Prompt 1: Which plants does the piece about Hue name as adding color to the sky? List each with the color the piece gives it.
Prompt 2:
Answer these questions about the piece about Hue:
(a) On what day and date did the writer arrive at the PhuBai International Airport?
(b) What does Photo 1 show, and from where?
(c) How long did the writer spend preparing for the meeting's registration, transportation, hotel booking and packing?
Prompt 3: How would you render this sentence from the piece about Hue in Spanish: "From below, the sky in Hue looked somewhat different than in Hanoi."

--- Document passage ---

Hue, an informative national scientific meeting and a city of ancient beauty


Photo 1. A shot of Perfume River looking out from Thien Mu Pagoda’s entrance

I arrived at the PhuBai International Airport on the morning of Thursday, 05/15/14. As soon as I stepped out of the airport, the city embraced me as if it was greeting its child coming back home. I could feel the intense sensation on my skin from the summer sun of a tropical land, I heard the upbeat rhythm of hidden cicadas behind the trees, and I stared in wonder at the clear blue sky. From below, the sky in Hue looked somewhat different than in Hanoi. With a touch here and there of floral colors such as burning red Phoenix’s Tail, delicate violet Banabá plant and milky white Plumeria, the sky was a magnificent embroidery product that no other artist except for nature could create. (Or perhaps in my childhood, I learned too many poems and tales that praise this romantic city.)After a week of preparing for the meeting’s registration, transportation, hotel booking and packing, I was exhausted and ready to sleep as soon as the team checked into the hotel. Yet, the excitement of being in Hue for the first time and the anxiety waiting for the hospital’s staffs’ presentations kept me surprisingly alert throughout the day.

--- Records ---

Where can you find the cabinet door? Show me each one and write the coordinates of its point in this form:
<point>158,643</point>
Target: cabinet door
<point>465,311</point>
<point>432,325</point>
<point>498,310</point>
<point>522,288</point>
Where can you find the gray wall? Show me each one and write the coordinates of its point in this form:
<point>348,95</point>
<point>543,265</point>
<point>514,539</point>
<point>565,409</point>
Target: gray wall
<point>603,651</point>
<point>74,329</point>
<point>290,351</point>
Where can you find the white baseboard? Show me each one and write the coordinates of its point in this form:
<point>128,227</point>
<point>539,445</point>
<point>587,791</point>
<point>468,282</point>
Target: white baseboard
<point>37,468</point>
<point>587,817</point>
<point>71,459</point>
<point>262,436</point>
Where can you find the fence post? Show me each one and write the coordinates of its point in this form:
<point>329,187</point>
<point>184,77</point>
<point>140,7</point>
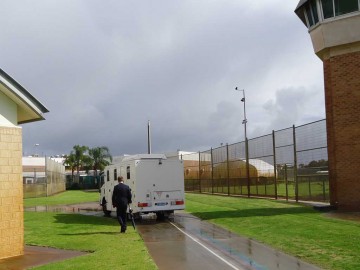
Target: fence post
<point>275,173</point>
<point>212,172</point>
<point>247,165</point>
<point>295,167</point>
<point>227,168</point>
<point>199,172</point>
<point>286,184</point>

---

Task output 1:
- Phoenix's Tail: burning red
- Banabá plant: delicate violet
- Plumeria: milky white

Task output 2:
(a) Thursday, 05/15/14.
(b) Perfume River, seen from Thien Mu Pagoda's entrance.
(c) A week.

Task output 3: Desde abajo, el cielo de Hue se veía algo distinto al de Hanói.